___ Metin Parçası

04 Haziran 2017 00:56

Tunus’ta direniş rüzgarları esiyor

Son 6 ayda 106 grevin yapıldığı Tunus'ta, hükümete yönelik yolsuzluk öfkesi de direnişe dönüşüyor. Ülkenin birçok kentinde eylemler var. 

Paylaş

Hüseyin SAYGILI

2011 yılında, diktatörleri deviren Arap halk ayaklanmalarının kıvılcımının yakıldığı Kuzey Afrika ülkesi Tunus’ta, toplumsal ateş sönmedi. Tunus’ta bugünlerde üç gündem öne çıkıyor: 

- Temiz Eller Operasyonu: Son günlerde ülkeyi sarsan operasyon ve arkasındaki gerçeklere dair tartışmalar.

______

Tunus'taki direnişle ilgili haberde "04 Haziran 2017" sözcüklerinin geçtiği yerden başlayıp "gerçeklere dair tartışmalar." sözcüklerinden sonra biten bölümü yeniden yazın. Bunu yaparken "diktatörleri" ifadesini "rejimleri" olarak değiştirin.

___ Sağlanan Kayıtlar

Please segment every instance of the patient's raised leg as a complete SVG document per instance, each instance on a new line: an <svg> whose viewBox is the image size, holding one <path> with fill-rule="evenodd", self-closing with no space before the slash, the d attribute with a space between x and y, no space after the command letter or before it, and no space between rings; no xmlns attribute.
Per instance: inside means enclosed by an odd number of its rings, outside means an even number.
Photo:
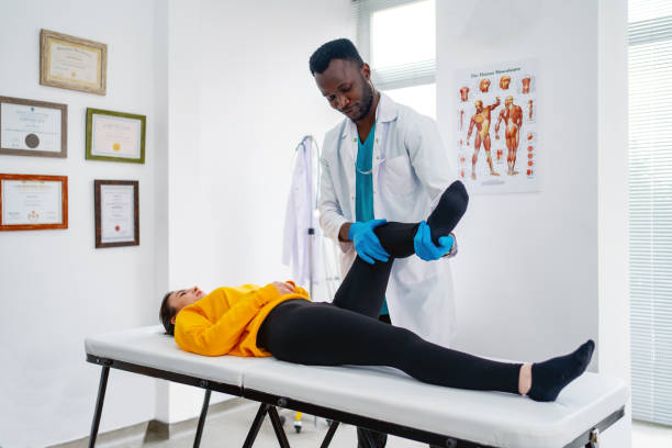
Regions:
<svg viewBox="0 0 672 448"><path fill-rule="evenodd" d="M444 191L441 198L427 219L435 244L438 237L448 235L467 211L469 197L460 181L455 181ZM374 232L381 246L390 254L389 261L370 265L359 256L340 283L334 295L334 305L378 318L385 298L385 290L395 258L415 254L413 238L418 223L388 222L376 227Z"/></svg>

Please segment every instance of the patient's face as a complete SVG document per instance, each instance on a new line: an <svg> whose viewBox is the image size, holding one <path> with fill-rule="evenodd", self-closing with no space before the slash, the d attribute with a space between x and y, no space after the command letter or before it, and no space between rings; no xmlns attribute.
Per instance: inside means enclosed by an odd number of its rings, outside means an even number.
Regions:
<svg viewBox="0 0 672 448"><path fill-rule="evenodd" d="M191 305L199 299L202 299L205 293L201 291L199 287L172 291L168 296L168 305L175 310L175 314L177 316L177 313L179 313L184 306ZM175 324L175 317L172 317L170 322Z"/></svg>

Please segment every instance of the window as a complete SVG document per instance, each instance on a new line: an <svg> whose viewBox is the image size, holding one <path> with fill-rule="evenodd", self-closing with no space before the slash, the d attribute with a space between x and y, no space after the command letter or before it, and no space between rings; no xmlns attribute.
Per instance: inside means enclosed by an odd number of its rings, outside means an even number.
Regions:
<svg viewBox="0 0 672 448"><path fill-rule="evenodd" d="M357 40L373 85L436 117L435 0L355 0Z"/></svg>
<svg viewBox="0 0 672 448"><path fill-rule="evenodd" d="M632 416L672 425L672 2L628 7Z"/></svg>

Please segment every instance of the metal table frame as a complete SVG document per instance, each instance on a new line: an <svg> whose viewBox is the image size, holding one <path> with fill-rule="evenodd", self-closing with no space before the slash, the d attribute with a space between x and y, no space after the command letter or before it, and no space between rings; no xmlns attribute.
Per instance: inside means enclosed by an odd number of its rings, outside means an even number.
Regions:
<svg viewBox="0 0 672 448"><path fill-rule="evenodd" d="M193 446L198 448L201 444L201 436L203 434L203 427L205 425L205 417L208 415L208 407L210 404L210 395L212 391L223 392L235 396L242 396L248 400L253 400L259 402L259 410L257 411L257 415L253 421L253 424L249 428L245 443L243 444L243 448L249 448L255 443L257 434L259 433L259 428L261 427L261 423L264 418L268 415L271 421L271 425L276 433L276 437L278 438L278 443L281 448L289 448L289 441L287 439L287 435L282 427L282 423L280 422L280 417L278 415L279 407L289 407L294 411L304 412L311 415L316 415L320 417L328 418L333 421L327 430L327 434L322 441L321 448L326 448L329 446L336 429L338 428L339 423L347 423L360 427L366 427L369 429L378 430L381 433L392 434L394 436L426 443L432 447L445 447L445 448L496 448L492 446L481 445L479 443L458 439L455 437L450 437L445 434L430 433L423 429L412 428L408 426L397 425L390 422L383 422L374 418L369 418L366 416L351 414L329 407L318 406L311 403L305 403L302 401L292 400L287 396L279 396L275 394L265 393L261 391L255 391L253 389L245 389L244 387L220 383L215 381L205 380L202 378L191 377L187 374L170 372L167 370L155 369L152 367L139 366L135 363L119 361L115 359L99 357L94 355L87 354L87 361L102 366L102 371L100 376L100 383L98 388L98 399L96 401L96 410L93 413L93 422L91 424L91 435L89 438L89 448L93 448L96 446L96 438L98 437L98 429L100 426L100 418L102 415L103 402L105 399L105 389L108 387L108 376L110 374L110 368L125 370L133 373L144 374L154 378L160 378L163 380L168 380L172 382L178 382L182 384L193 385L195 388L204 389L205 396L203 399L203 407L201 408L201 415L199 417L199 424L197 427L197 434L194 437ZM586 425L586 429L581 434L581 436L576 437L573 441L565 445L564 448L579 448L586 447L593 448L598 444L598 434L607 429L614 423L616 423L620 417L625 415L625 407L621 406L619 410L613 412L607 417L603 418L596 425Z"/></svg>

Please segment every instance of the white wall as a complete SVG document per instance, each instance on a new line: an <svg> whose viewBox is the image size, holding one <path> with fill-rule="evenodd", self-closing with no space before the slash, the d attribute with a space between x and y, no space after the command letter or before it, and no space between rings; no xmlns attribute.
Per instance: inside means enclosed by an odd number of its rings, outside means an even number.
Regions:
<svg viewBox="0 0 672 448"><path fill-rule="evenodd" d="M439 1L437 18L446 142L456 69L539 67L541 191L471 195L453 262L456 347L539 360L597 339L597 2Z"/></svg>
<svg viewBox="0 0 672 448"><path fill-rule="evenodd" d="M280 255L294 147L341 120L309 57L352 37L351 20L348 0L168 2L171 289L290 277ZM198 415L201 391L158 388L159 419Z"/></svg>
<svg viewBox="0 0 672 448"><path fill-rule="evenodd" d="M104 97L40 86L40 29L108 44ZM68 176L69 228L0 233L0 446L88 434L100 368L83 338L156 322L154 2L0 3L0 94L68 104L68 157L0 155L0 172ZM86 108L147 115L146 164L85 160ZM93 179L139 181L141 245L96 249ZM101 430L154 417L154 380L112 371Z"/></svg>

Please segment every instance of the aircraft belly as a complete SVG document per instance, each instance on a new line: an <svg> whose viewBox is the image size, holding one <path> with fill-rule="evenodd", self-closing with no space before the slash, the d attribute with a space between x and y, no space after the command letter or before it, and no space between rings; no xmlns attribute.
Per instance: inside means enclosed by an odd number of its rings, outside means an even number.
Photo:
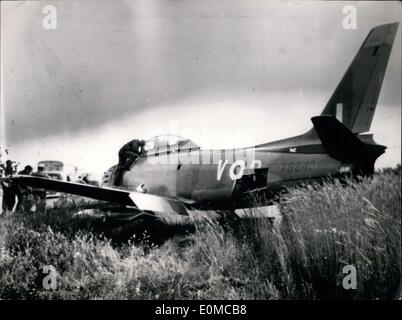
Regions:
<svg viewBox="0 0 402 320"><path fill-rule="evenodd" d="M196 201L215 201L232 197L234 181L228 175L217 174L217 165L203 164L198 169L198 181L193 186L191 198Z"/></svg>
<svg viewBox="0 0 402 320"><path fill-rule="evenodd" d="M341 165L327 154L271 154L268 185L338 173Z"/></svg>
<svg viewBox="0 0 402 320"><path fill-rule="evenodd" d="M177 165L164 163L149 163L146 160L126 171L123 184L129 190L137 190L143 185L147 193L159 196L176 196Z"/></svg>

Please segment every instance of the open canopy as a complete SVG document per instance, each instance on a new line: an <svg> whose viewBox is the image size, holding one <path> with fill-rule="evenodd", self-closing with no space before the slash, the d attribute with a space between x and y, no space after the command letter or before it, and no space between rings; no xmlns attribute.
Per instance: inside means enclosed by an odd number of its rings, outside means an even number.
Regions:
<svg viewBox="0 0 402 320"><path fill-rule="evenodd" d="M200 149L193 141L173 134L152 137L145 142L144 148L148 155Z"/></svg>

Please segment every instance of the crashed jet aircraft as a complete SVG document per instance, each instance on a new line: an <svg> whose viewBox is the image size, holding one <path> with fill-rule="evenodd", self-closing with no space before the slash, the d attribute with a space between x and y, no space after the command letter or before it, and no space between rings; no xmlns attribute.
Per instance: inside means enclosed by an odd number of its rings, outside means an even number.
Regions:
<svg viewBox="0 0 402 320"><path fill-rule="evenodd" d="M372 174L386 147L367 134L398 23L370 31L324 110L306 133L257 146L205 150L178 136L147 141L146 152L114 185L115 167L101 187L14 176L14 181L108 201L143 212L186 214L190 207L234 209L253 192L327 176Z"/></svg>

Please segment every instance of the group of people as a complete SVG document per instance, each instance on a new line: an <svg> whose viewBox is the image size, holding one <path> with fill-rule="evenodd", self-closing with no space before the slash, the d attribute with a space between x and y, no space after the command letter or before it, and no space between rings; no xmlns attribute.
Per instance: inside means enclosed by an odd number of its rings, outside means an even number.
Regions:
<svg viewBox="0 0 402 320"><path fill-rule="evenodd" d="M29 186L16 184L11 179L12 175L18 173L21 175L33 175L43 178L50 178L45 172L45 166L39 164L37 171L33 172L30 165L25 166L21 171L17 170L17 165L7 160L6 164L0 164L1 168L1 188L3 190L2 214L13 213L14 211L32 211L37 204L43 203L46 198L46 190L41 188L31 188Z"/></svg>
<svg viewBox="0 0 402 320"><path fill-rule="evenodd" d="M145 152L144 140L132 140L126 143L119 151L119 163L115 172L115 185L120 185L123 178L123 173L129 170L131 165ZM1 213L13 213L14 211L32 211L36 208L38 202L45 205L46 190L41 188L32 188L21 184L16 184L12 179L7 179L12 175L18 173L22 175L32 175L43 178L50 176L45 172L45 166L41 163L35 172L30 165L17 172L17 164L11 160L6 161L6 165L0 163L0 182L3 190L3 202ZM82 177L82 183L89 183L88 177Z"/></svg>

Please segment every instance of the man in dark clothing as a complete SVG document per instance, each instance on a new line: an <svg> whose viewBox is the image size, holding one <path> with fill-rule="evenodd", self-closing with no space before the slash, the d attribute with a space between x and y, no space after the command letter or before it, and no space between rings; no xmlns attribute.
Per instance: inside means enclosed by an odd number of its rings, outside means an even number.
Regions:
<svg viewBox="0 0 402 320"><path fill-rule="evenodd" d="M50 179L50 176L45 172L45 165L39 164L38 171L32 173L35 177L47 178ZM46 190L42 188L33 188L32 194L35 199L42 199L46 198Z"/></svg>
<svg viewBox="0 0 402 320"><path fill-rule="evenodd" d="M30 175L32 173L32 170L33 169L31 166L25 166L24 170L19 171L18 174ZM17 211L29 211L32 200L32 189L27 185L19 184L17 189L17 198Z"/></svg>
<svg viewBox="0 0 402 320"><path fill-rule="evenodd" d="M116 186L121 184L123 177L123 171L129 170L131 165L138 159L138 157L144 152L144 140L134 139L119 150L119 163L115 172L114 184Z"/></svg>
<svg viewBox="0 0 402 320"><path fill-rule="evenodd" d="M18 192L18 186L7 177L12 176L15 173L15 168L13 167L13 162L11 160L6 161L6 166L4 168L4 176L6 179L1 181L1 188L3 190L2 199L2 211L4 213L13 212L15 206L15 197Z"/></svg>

______

*Alıştırma Yanıtı*.
04 Haziran 2017 00:56

Tunus’ta direniş rüzgarları esiyor

Son 6 ayda 106 grevin yapıldığı Tunus'ta, hükümete yönelik yolsuzluk öfkesi de direnişe dönüşüyor. Ülkenin birçok kentinde eylemler var. 

Paylaş

Hüseyin SAYGILI

2011 yılında, rejimleri deviren Arap halk ayaklanmalarının kıvılcımının yakıldığı Kuzey Afrika ülkesi Tunus’ta, toplumsal ateş sönmedi. Tunus’ta bugünlerde üç gündem öne çıkıyor: 

- Temiz Eller Operasyonu: Son günlerde ülkeyi sarsan operasyon ve arkasındaki gerçeklere dair tartışmalar.